[Requirement 1]
Can you update the source rows from the line containing "Target: woman's face" down to the end of the rows, swapping "marker" for "pin" and keeping everything else the same?
[Requirement 2]
What comes next in the top-ten horror film list, starting right after its last entry?

[Given passage]
Wednesday, August 10, 2016

Guest Post: L. Andrew Cooper’s TOP 10 HORROR FILMS OF ALL TIME


Let's welcome L. Andrew Cooper to the blog today with this top ten Horror Flicks of all time.



Ranking is subject to change without notice!
10. House by the Cemetery (1981): I’ll be on the Lucio Fulci panel at DragonCon in Atlanta this year! With a monster named Dr. Freudstein in a self-conscious blend of Henry James and slasher movies, what’s not to love about this corny Italian gore movie?

9. The Cabinet of Dr. Caligari (1919/1920): The classic German Expressionist silent that many wrongly consider the first horror film, it’s arguably the first great horror film. The set design is still mind-blowing, the performances and storyline still scary. See it with live music (there is no “authentic” score).

8. Hausu (1977): Did you ever notice that mushroom clouds from nuclear bombs look like cotton candy? Have a dance with a skeleton, but be careful, or the piano might eat you. “Genius” does not begin to describe the weirdness of this film.

7. Antichrist (2009): To be honest, I like Lars von Trier’s Melancholia, the follow-up to this one, a bit more, but it’s not as clearly horror. Antichrist is sad and beautiful when it isn’t almost unwatchably violent. Chaos reigns!

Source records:

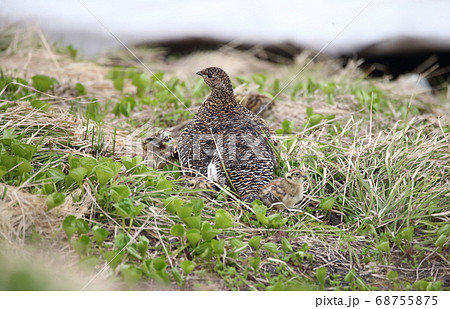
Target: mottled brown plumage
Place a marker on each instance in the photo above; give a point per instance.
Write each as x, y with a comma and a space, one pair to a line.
287, 190
200, 183
159, 149
260, 104
224, 134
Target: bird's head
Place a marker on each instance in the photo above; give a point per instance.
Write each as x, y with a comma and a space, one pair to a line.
295, 176
216, 79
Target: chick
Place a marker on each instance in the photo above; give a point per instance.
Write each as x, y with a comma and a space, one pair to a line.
242, 157
287, 190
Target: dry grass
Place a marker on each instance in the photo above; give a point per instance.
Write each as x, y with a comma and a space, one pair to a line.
354, 160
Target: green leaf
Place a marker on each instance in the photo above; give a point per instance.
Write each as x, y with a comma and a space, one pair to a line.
197, 206
82, 226
187, 266
218, 245
43, 82
41, 105
74, 162
327, 203
193, 221
442, 239
69, 226
78, 174
392, 275
407, 233
223, 219
349, 277
23, 150
114, 258
177, 230
80, 89
444, 230
130, 163
315, 119
55, 175
208, 232
383, 246
288, 126
103, 173
160, 264
184, 211
286, 245
132, 250
121, 240
119, 83
255, 242
81, 245
163, 184
120, 191
260, 212
131, 274
237, 244
321, 275
125, 208
142, 246
254, 262
100, 234
271, 247
176, 276
193, 236
3, 171
55, 199
24, 166
88, 163
172, 204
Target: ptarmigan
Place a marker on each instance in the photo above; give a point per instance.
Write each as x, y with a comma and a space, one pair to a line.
226, 142
287, 190
200, 183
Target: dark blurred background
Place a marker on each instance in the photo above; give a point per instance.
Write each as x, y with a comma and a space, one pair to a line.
392, 37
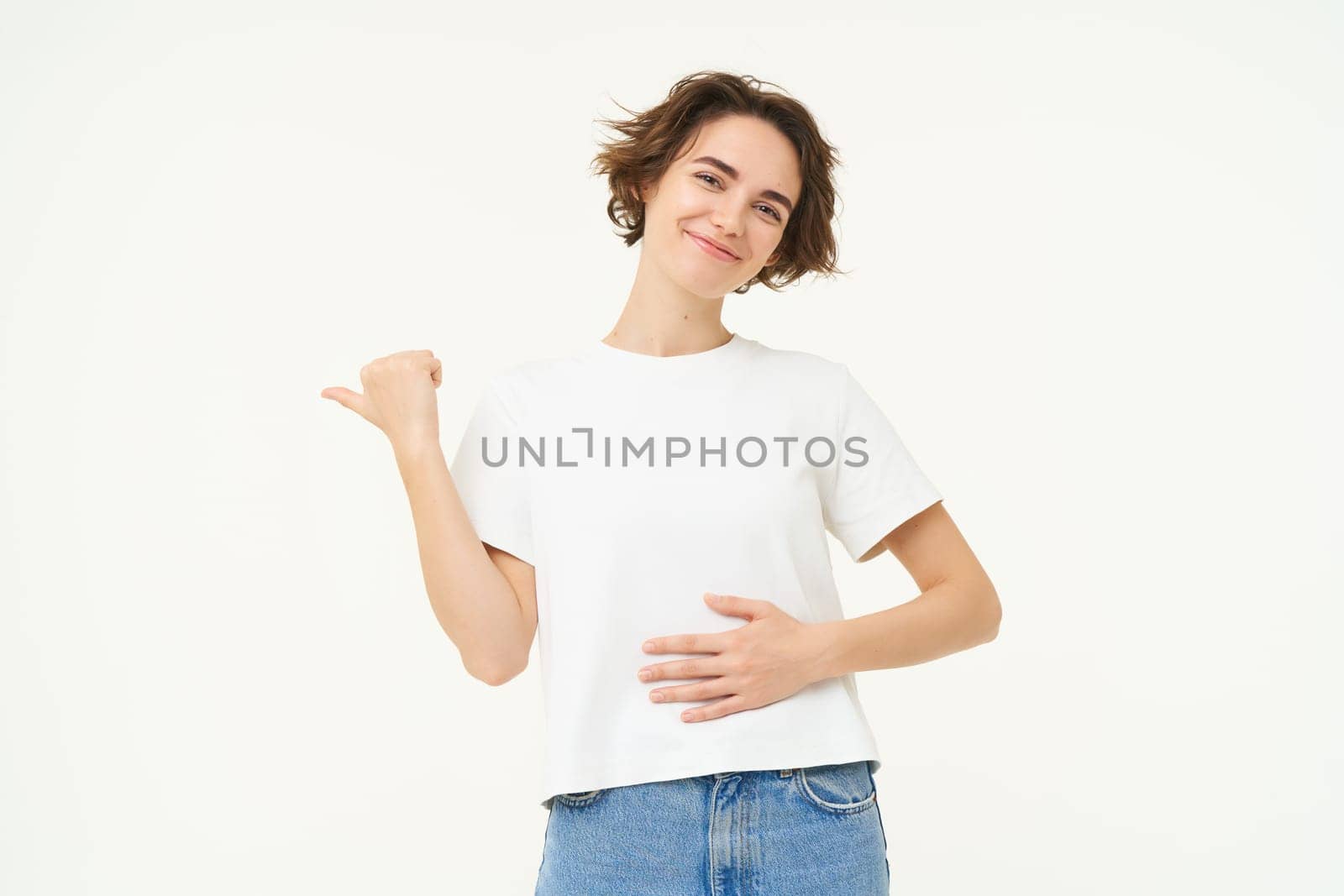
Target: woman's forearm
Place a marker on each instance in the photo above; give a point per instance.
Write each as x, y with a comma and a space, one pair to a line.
472, 600
951, 617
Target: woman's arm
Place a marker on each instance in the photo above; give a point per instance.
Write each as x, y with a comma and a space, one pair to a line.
958, 607
483, 598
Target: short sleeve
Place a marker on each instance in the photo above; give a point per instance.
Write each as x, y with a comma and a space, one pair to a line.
495, 493
877, 483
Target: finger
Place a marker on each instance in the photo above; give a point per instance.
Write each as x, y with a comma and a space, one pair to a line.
696, 668
703, 691
711, 642
717, 710
354, 401
732, 605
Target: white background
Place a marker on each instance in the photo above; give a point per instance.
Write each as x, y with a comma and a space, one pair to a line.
1095, 257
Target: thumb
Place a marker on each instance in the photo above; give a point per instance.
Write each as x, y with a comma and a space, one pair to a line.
354, 401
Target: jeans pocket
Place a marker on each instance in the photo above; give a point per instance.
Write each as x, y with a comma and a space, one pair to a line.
842, 790
581, 799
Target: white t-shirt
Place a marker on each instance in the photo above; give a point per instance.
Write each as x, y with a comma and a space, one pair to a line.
633, 484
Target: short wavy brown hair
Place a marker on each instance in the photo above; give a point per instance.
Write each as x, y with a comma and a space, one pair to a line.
652, 140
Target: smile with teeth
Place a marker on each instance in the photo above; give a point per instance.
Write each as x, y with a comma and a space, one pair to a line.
710, 249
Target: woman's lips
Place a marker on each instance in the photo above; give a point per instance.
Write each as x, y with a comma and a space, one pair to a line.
711, 249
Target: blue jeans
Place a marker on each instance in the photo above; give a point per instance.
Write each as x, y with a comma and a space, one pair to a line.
783, 832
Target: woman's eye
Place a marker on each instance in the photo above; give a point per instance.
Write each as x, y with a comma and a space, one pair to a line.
703, 175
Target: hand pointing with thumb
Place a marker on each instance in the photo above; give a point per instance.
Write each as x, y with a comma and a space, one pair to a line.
398, 398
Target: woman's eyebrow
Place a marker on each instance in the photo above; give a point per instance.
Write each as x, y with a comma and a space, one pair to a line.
732, 172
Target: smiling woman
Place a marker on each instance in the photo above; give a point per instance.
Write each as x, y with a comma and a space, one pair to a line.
732, 747
757, 159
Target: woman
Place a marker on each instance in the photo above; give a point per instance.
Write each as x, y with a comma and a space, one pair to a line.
655, 504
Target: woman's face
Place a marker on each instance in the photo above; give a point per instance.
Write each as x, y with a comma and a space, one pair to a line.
745, 208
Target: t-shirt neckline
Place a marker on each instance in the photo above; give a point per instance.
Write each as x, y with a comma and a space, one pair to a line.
680, 362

[Final answer 1]
Target: woman's face
Place a pin on each instance in the photo above; give a point per instance.
Write each as x, y with a comma and a space, one pair to a line.
745, 208
Target: t-shirt neckline
Place a pin on each instance in the photo above; give a point per instance.
Write each as x, y with a comma and a space, one pair to a line.
680, 362

[Final answer 2]
6. A Nightmare on Elm Street (1984): I could be bounded in a nutshell, and count myself a king of infinite space, were it not that I have bad dreams. Actually, I saw Wes Craven’s teen-slashing classic long before I got to Hamlet. I tell the story of how Freddy cured my nightmares in my first book, Gothic Realities.

5. The Thing (1982): You can love the amazing creature that shifts into the shape of any living being it samples—thanks to awesome makeup and animatronics—and the heart-thumping score by Ennio Morricone. Or maybe love the nihilistic, Lovecraftian storyline and performances by Kurt Russell and Keith David. Or just bow down to John Carpenter genius, and be afraid. 

4. Audition (1999): A genre mind-bender, this one lulls you into liking a middle-aged widower who’s just looking for love the wrong way as he raises his son. Maybe he exploits patriarchal advantage a little. More than a little. And someone notices. In the tradition of Texas Chain Saw Massacre, you’ll think it’s a lot gorier than it is, because this movie will hurt you. Takashi Miike, the director, is a super-genius.

3. Candyman (1992): The score by Philip Glass, the story by Clive Barker, the why-haven’t-you-done-more direction from Bernard Rose… but most important, why does it take British material to craft the most important (and overlooked, considering its brilliance) horror film about race and sexuality in America?

2. Martyrs (2008): So difficult to watch, but so rewarding. Like Audition, you spend half the film thinking you’re getting one thing, and then you get another. Both halves rock the soul. Why don’t more stories aspire to transcendence?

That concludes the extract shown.